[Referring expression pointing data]
-------
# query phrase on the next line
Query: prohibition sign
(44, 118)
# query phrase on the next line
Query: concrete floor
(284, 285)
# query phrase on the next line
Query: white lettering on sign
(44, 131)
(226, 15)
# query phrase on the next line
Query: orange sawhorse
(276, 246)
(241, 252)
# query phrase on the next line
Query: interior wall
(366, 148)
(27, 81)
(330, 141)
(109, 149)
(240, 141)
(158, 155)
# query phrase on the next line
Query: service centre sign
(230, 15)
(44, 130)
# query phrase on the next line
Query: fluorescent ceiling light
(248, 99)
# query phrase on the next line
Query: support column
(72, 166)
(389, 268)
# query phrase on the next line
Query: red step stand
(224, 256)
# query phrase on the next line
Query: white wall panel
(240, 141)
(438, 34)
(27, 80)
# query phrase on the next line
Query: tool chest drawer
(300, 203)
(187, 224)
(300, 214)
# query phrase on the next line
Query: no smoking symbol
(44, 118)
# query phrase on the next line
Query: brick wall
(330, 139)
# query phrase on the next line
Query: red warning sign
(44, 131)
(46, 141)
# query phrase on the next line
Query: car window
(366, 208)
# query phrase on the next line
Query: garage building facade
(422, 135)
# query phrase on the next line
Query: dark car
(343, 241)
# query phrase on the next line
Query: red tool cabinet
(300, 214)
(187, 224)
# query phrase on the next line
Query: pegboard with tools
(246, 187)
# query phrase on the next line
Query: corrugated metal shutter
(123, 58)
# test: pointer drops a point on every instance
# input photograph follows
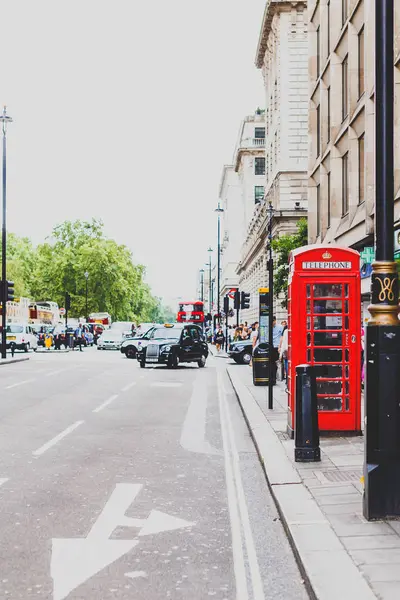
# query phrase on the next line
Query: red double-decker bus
(191, 312)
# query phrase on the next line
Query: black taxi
(175, 343)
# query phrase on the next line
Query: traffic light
(236, 300)
(10, 291)
(226, 305)
(244, 300)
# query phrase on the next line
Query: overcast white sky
(127, 110)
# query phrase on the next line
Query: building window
(259, 133)
(345, 87)
(361, 58)
(328, 18)
(328, 194)
(345, 184)
(361, 170)
(345, 10)
(318, 130)
(259, 165)
(328, 120)
(258, 193)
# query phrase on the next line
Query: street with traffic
(122, 482)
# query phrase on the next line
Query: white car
(21, 336)
(110, 339)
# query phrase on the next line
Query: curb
(13, 360)
(326, 566)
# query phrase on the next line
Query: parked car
(111, 339)
(130, 346)
(241, 351)
(174, 344)
(22, 336)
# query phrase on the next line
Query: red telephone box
(324, 320)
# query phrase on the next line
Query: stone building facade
(282, 57)
(341, 124)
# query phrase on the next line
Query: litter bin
(306, 424)
(260, 363)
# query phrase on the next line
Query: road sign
(368, 254)
(75, 560)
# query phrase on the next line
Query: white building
(282, 56)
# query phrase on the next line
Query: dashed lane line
(128, 387)
(57, 439)
(9, 387)
(106, 403)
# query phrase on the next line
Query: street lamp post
(202, 285)
(219, 210)
(86, 277)
(209, 283)
(382, 448)
(5, 119)
(270, 264)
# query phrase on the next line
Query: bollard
(260, 363)
(306, 424)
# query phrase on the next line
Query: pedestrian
(283, 353)
(219, 339)
(277, 332)
(79, 336)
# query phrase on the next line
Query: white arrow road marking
(194, 426)
(158, 521)
(75, 560)
(128, 387)
(56, 439)
(106, 403)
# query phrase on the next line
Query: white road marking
(257, 584)
(134, 574)
(166, 384)
(237, 547)
(75, 560)
(128, 387)
(106, 403)
(57, 439)
(194, 426)
(9, 387)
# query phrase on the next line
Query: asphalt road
(120, 483)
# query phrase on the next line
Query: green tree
(282, 247)
(115, 283)
(20, 263)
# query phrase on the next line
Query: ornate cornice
(272, 7)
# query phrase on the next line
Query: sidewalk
(343, 556)
(9, 360)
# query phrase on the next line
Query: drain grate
(336, 476)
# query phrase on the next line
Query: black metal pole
(271, 310)
(382, 446)
(4, 251)
(87, 314)
(219, 269)
(210, 291)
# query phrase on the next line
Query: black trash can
(306, 425)
(260, 363)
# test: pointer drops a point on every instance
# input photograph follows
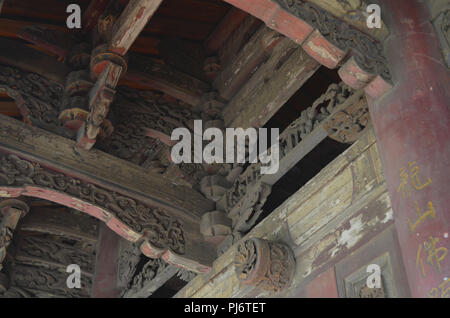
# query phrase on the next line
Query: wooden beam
(54, 41)
(31, 60)
(224, 30)
(150, 74)
(309, 22)
(137, 204)
(42, 282)
(124, 32)
(92, 14)
(9, 109)
(106, 269)
(352, 12)
(130, 24)
(287, 69)
(245, 62)
(39, 250)
(98, 167)
(151, 281)
(9, 28)
(60, 221)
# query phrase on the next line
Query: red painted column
(412, 125)
(106, 266)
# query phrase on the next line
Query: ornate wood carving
(55, 41)
(53, 252)
(38, 98)
(349, 120)
(147, 71)
(41, 282)
(133, 217)
(64, 222)
(367, 51)
(102, 169)
(129, 257)
(264, 264)
(11, 211)
(151, 277)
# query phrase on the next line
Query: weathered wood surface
(130, 24)
(238, 39)
(323, 222)
(42, 251)
(9, 109)
(223, 31)
(287, 69)
(116, 192)
(240, 68)
(92, 14)
(148, 285)
(59, 221)
(147, 73)
(59, 153)
(44, 283)
(106, 264)
(354, 13)
(309, 25)
(187, 57)
(31, 60)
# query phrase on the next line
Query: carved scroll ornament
(366, 50)
(131, 219)
(264, 264)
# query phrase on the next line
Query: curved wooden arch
(358, 55)
(162, 235)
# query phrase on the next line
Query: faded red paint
(323, 286)
(66, 200)
(323, 51)
(412, 125)
(290, 26)
(377, 87)
(353, 75)
(231, 22)
(92, 14)
(106, 265)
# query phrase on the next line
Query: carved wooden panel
(54, 252)
(41, 282)
(367, 51)
(62, 221)
(384, 251)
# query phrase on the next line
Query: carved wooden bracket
(264, 264)
(162, 235)
(11, 211)
(327, 39)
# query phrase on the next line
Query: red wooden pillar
(106, 266)
(412, 125)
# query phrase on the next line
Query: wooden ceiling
(192, 20)
(189, 20)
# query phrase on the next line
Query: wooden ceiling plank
(124, 32)
(42, 251)
(147, 73)
(28, 59)
(224, 30)
(92, 14)
(271, 86)
(9, 109)
(130, 24)
(60, 221)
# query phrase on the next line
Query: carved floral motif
(160, 229)
(367, 51)
(264, 264)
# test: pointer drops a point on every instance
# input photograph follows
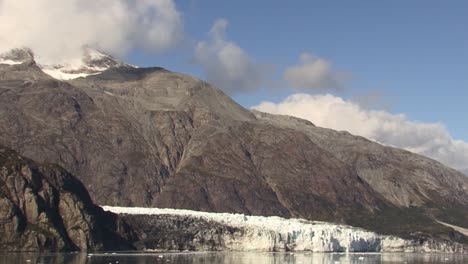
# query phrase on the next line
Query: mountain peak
(92, 62)
(17, 56)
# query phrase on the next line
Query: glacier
(259, 233)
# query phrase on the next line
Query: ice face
(279, 234)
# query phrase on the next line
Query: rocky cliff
(44, 208)
(150, 137)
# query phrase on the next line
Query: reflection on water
(229, 258)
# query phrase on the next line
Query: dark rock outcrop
(150, 137)
(44, 208)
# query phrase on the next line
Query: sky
(393, 71)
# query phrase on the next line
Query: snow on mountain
(93, 62)
(16, 56)
(280, 234)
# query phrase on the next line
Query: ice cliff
(175, 229)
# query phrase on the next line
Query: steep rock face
(150, 137)
(44, 208)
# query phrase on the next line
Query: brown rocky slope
(44, 208)
(150, 137)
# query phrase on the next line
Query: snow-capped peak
(16, 56)
(92, 62)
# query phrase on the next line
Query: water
(229, 258)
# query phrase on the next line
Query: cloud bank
(314, 73)
(429, 139)
(57, 30)
(226, 64)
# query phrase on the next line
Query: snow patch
(61, 75)
(280, 234)
(10, 62)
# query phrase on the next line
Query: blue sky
(392, 71)
(414, 54)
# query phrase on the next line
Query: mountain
(155, 138)
(44, 208)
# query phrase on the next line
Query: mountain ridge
(151, 137)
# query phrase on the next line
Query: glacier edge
(258, 233)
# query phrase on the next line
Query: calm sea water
(229, 258)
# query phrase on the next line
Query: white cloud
(57, 30)
(429, 139)
(314, 73)
(227, 65)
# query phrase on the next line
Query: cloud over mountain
(226, 64)
(429, 139)
(57, 30)
(314, 73)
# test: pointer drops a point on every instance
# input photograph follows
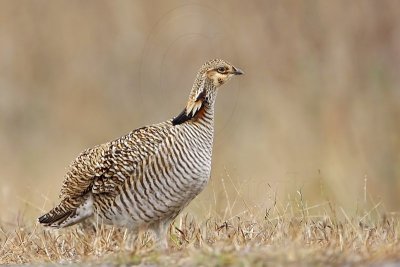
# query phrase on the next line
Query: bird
(145, 178)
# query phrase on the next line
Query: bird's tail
(66, 214)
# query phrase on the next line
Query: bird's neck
(200, 106)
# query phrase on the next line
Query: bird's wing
(103, 168)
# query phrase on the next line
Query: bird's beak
(237, 71)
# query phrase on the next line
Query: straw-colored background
(318, 109)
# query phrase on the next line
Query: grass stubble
(287, 234)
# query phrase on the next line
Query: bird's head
(210, 77)
(219, 71)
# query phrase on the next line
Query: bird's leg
(131, 239)
(160, 234)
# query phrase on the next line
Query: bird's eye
(221, 69)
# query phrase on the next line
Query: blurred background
(317, 112)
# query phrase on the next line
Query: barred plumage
(145, 178)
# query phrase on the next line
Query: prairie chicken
(145, 178)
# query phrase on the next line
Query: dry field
(286, 234)
(315, 120)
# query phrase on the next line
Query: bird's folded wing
(103, 168)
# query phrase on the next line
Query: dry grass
(291, 234)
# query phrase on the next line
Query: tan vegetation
(316, 112)
(292, 234)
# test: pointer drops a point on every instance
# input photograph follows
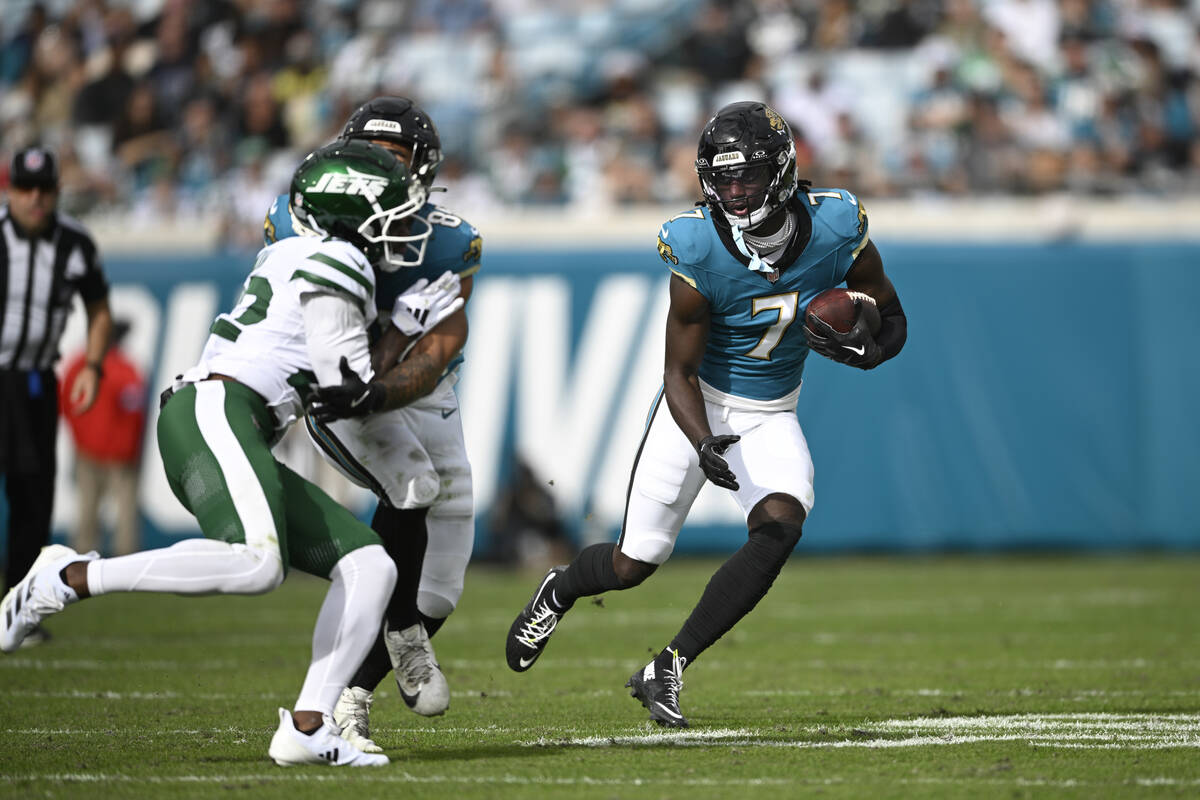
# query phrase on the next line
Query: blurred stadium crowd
(174, 108)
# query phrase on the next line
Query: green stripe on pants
(214, 439)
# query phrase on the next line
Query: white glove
(424, 305)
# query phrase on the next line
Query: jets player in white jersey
(412, 457)
(303, 317)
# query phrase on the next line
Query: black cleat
(532, 627)
(659, 691)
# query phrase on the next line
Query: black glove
(167, 394)
(715, 468)
(352, 397)
(857, 347)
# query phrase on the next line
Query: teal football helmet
(363, 193)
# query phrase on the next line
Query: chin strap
(756, 264)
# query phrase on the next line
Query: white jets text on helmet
(352, 184)
(382, 125)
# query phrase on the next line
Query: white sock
(347, 625)
(193, 566)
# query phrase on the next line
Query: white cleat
(352, 717)
(40, 594)
(291, 747)
(421, 684)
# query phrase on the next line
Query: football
(835, 308)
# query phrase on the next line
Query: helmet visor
(741, 191)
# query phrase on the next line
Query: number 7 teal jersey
(262, 342)
(756, 347)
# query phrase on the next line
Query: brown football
(835, 307)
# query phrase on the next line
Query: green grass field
(881, 678)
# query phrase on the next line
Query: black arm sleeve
(893, 330)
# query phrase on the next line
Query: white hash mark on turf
(582, 780)
(1065, 731)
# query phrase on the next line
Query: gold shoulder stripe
(859, 246)
(690, 282)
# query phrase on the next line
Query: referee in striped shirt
(45, 259)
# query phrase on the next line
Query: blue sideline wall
(1048, 396)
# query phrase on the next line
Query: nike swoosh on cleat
(669, 711)
(409, 699)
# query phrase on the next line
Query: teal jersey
(455, 245)
(756, 347)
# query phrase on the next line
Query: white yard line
(385, 776)
(1066, 731)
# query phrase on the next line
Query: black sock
(403, 535)
(589, 573)
(736, 588)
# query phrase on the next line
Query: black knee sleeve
(737, 587)
(405, 537)
(589, 573)
(773, 542)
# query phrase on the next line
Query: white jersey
(262, 342)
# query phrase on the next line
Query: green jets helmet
(363, 193)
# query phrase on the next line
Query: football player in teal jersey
(744, 265)
(406, 441)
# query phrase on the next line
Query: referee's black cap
(34, 167)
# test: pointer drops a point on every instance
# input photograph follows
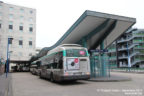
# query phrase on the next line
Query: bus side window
(60, 62)
(48, 66)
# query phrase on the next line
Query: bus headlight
(87, 73)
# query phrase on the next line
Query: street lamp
(7, 61)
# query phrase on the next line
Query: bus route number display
(73, 63)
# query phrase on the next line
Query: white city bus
(35, 67)
(66, 62)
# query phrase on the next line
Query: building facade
(128, 50)
(19, 23)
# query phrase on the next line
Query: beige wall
(18, 53)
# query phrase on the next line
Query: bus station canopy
(93, 28)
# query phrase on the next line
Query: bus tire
(40, 75)
(51, 77)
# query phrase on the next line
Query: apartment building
(19, 23)
(128, 50)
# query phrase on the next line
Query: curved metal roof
(96, 27)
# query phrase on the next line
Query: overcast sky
(55, 17)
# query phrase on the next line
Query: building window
(11, 9)
(10, 16)
(11, 27)
(30, 19)
(21, 28)
(22, 10)
(31, 11)
(10, 40)
(20, 54)
(20, 42)
(0, 24)
(30, 44)
(0, 6)
(21, 17)
(0, 13)
(31, 29)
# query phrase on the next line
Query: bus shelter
(94, 30)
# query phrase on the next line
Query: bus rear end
(76, 64)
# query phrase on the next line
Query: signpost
(7, 61)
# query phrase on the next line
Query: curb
(109, 80)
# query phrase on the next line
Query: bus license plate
(78, 73)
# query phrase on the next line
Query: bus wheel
(40, 75)
(51, 78)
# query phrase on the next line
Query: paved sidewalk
(5, 85)
(112, 78)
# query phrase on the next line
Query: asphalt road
(26, 84)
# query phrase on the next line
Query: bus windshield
(76, 53)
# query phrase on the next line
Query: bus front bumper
(75, 77)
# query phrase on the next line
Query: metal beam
(83, 40)
(109, 30)
(98, 29)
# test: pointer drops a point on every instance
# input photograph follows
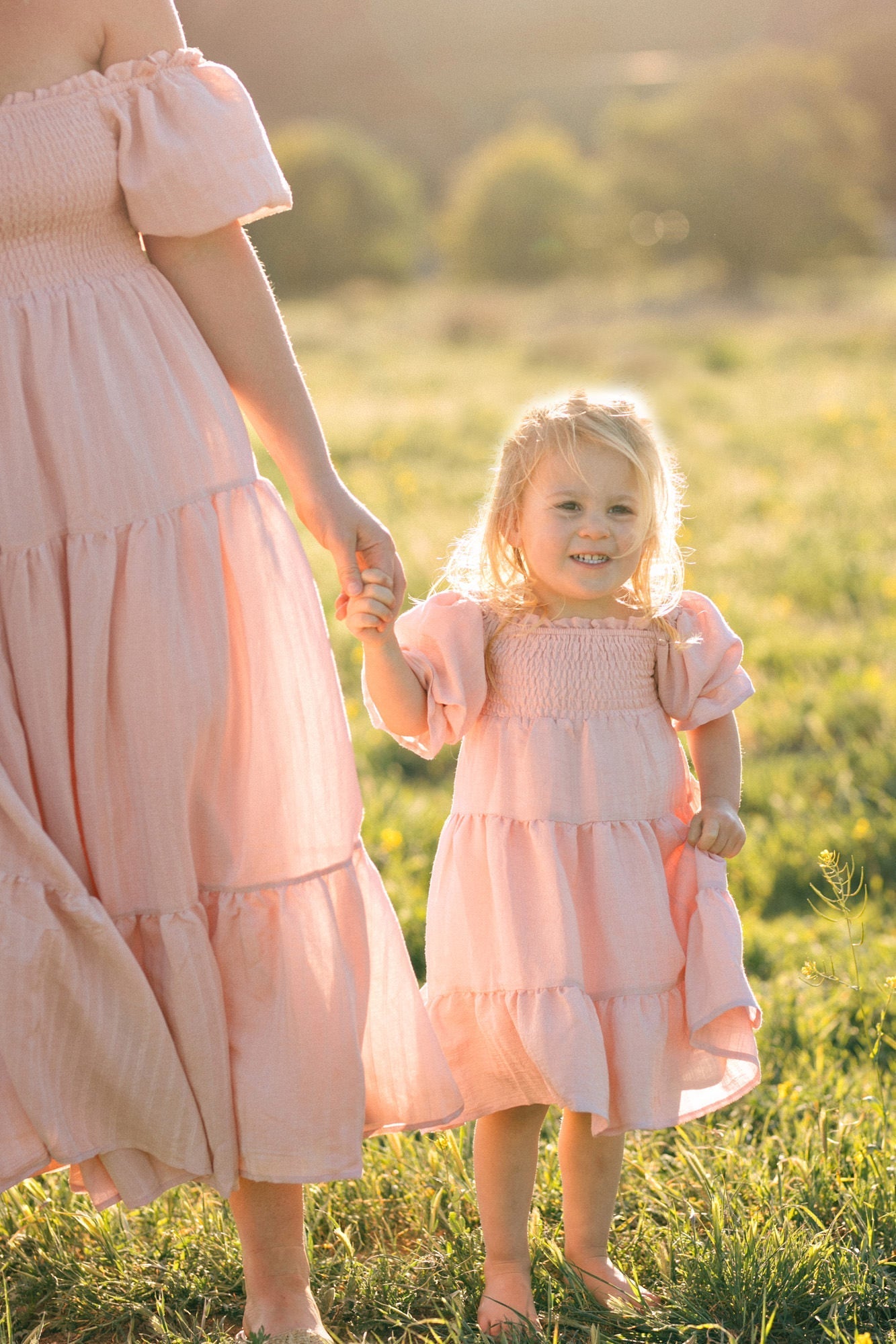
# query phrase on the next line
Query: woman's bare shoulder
(134, 28)
(44, 42)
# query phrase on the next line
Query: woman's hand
(356, 541)
(371, 615)
(718, 828)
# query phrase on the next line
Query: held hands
(718, 828)
(356, 541)
(371, 615)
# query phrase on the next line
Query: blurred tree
(868, 54)
(526, 206)
(765, 155)
(356, 212)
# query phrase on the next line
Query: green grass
(774, 1221)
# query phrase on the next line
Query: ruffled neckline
(589, 623)
(124, 71)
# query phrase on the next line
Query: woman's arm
(223, 286)
(391, 682)
(715, 750)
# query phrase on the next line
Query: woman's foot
(507, 1302)
(608, 1284)
(282, 1312)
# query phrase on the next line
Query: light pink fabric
(579, 952)
(200, 974)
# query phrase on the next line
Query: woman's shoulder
(137, 28)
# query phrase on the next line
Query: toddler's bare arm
(715, 749)
(391, 682)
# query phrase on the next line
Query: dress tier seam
(196, 498)
(577, 719)
(577, 826)
(625, 992)
(102, 278)
(200, 887)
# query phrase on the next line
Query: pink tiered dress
(200, 974)
(579, 952)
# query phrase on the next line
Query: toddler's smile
(581, 531)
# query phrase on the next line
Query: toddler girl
(582, 947)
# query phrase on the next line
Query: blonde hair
(487, 566)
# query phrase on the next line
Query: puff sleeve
(702, 679)
(444, 641)
(192, 152)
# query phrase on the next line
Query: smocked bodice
(563, 671)
(63, 216)
(169, 145)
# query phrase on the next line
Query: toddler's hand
(371, 613)
(718, 828)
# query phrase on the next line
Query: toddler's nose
(594, 528)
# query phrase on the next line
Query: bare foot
(608, 1284)
(278, 1314)
(507, 1302)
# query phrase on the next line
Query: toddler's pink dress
(578, 951)
(200, 974)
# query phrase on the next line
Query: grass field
(776, 1220)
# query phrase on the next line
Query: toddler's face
(581, 531)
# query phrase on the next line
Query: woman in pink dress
(200, 974)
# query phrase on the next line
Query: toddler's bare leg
(270, 1221)
(590, 1167)
(505, 1154)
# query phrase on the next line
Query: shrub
(765, 155)
(526, 206)
(356, 212)
(868, 54)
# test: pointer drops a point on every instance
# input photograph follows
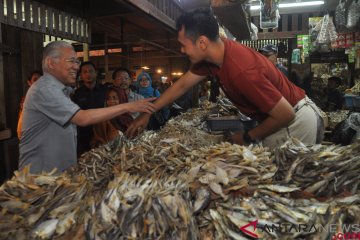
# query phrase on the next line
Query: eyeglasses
(122, 78)
(73, 61)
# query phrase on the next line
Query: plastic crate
(229, 123)
(349, 101)
(356, 102)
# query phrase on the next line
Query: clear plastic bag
(254, 32)
(340, 16)
(269, 14)
(353, 14)
(327, 33)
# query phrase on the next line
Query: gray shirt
(133, 97)
(48, 138)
-------
- **Activity**
Exactly the lines from the one with "Query: plastic crate" through the final line of the entries are to be returned, both ends included.

- **Response below**
Query: plastic crate
(229, 123)
(349, 101)
(356, 102)
# query phrase on the next line
Query: clear plastic bag
(254, 32)
(340, 16)
(269, 14)
(353, 14)
(327, 33)
# query phrase on the next line
Query: gray shirt
(133, 97)
(48, 138)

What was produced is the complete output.